#### Excerpted passage
← Back to context

Comment by prepend

2 years ago

“Free” means something. If you want to stop people distributing your software through a site that has ads, then it’s not “free.”

“Open source” means something too. The control people have is in using shared definitions.

Language is malleable, so if enough people use a word incorrectly it changes the definition. But those people get to be called wrong for years until enough people misuse it to make it right.

You're redefining big-F "Free" software as defined by the GPL, which aims to give users freedom to change their software - and is indifferent to; at best, restricts at the worst, the rights of intermediate software developers who inject themselves between Free software and users by choosing to redistribute or allow their software to be infected by the GPL bits.

IMO, MIT & BSD give downstream developers more rights and are indifferent to end-users. GPL gives users more rights, and indifferent to downstream developers.

You have one definition, of "free" but its not the only reasonable one.

Is MIT not free because it requires attribution? Is no code free because it cannot be used in ways that break the law?

Just because there are some restrictions does not make it completely unfree, and its fair for people to want to use what is the most natural word to refer to thing that are free enough for them. "OSI-approved" works if you want to be precise but one org does not have the right to dictate the use of a word as common as "open".

There is no valid freedom to abuse. It's like complaining that you're not free to enslave. It's not a valid argument.

#### Exercise requirements
(A) Answer these questions using the comment on software licensing.
(i) What does the GPL aim to give users?
(ii) Which two licenses are said to give downstream developers more rights?
(iii) What happens to a word's definition when enough people use it incorrectly?
(B) Reproduce the part of the comment on software licensing that opens with the words containing "You're redefining big-F" and closes with "only reasonable one.".

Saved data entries
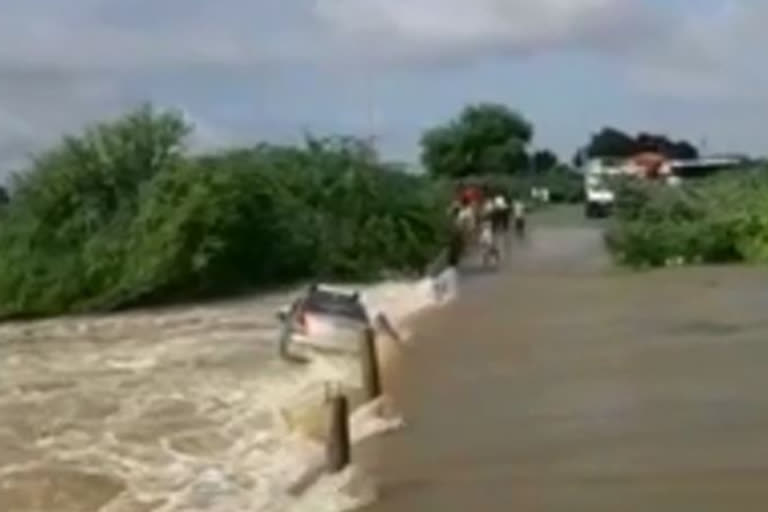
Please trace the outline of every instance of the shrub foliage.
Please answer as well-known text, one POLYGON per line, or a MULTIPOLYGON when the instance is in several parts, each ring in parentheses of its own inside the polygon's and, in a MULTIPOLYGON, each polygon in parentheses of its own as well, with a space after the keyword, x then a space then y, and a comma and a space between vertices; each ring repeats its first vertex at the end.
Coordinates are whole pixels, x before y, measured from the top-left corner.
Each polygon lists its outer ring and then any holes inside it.
POLYGON ((754 170, 679 187, 623 182, 606 242, 632 266, 768 262, 768 179, 754 170))
POLYGON ((352 138, 191 155, 149 106, 65 138, 0 212, 0 315, 194 299, 292 280, 417 272, 447 198, 352 138))

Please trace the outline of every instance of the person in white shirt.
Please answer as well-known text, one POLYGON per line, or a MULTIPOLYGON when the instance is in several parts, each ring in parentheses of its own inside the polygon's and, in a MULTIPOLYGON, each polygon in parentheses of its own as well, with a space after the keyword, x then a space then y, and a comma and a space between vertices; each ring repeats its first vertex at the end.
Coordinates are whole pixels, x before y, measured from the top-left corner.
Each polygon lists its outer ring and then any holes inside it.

#### Answers for this exercise
(A)
(i) Freedom to change their software.
(ii) MIT and BSD.
(iii) It changes the definition.

(B)
You're redefining big-F "Free" software as defined by the GPL, which aims to give users freedom to change their software - and is indifferent to; at best, restricts at the worst, the rights of intermediate software developers who inject themselves between Free software and users by choosing to redistribute or allow their software to be infected by the GPL bits.

IMO, MIT & BSD give downstream developers more rights and are indifferent to end-users. GPL gives users more rights, and indifferent to downstream developers.

You have one definition, of "free" but its not the only reasonable one.